What you need to do.
1 – Edit the probability thread: reproduce everything from "so for what" down to "solve it Romero?", changing each occurrence of "2nd time" to "second time".
2 – List every row below that contains the string "cabinet".

Selected passage.
============================================================
Question

1) You take a test, and 60% pass the first time and 40% fail.
The second time around, 80% pass the test and 20% fail.
The third time, 90% pass and 10% fail.

a. What is the probability that you pass the 1st OR the 2nd time?
b. What is the probability that you pass on the 3rd time?
c. What is the probability you fail?

Answer 1

.6 .8 .9
.4 .2 .1

Answer 2

Yes Im trying to use matrices and vectors to solve it,

Answer 3

i think you use conditional probabilitiy

Answer 4

Yeah I know. Im just not used to that.

Answer 5

so for what is the probability that you pass 2nd time?
it would be P (pass 2nd time)= P (fail first time) x P (passed 2nd time) but I don't why its like that

Answer 6

were you able to solve it Romero?

Answer 7

Romero is a matrix fanatic, but it would be more valuable if you could explain how to solve 3 by 3 matrices by Gaussian elimination method.
============================================================
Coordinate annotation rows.

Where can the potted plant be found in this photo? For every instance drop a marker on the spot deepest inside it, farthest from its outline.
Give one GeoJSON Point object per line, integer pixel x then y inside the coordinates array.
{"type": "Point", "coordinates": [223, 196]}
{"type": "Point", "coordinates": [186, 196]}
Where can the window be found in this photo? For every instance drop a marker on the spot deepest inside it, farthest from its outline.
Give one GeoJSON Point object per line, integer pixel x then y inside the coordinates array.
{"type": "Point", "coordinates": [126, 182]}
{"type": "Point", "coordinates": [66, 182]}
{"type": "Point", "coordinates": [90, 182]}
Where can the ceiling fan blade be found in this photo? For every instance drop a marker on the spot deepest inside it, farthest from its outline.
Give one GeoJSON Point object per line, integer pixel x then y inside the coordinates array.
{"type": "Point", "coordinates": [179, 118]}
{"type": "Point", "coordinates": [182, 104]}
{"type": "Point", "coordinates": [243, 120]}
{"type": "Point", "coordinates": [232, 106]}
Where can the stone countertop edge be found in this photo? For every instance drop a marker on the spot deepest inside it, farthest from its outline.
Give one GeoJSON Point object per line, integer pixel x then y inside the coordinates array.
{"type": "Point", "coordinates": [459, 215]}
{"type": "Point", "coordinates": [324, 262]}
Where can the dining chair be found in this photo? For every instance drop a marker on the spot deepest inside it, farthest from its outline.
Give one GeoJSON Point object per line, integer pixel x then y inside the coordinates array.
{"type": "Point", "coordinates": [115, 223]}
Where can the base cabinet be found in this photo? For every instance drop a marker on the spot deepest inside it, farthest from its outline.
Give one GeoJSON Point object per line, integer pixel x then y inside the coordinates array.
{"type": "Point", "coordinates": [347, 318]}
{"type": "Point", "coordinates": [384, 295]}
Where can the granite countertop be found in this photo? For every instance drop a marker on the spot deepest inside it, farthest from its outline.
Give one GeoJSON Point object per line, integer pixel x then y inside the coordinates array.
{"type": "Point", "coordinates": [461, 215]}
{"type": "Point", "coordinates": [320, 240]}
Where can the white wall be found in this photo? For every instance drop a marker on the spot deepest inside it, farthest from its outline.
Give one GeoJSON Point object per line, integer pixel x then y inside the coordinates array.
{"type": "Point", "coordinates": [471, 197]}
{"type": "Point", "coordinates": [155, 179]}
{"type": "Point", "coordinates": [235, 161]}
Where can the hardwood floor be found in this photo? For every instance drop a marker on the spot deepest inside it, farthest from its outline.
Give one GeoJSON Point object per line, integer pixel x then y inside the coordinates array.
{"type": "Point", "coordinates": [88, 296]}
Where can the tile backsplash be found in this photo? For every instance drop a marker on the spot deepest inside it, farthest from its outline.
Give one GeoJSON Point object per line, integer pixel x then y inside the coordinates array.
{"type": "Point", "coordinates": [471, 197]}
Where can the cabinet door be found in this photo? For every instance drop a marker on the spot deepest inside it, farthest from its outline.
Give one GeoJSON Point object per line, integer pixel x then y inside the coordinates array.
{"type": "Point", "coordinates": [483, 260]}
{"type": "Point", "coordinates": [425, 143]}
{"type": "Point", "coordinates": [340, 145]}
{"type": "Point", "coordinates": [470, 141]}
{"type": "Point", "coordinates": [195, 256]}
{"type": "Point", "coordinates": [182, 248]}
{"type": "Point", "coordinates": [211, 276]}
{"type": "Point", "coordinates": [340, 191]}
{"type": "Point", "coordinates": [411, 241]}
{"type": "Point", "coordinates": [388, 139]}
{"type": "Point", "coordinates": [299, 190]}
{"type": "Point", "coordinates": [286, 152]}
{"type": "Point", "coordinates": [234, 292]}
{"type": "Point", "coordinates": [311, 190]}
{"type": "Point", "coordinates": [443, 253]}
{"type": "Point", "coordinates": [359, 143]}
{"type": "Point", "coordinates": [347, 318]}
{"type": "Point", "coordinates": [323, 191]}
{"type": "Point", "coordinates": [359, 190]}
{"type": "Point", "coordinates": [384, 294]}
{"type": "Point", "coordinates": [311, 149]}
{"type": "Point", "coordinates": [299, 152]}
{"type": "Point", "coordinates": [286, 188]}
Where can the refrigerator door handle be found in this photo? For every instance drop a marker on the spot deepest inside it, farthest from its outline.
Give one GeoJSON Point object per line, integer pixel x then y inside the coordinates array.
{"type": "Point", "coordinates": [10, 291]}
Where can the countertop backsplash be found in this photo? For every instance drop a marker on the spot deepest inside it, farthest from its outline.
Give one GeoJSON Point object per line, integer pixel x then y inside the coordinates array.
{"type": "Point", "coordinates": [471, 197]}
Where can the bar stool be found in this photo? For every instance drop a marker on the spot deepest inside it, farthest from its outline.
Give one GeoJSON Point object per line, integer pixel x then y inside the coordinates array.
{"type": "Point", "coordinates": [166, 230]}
============================================================
Answer set.
1 –
so for what is the probability that you pass second time?
it would be P (pass second time)= P (fail first time) x P (passed second time) but I don't why its like that

Answer 6

were you able to solve it Romero?

2 –
Where can the base cabinet be found in this photo? For every instance drop a marker on the spot deepest inside it, farthest from its outline.
Where can the cabinet door be found in this photo? For every instance drop a marker on the spot deepest inside it, farthest from its outline.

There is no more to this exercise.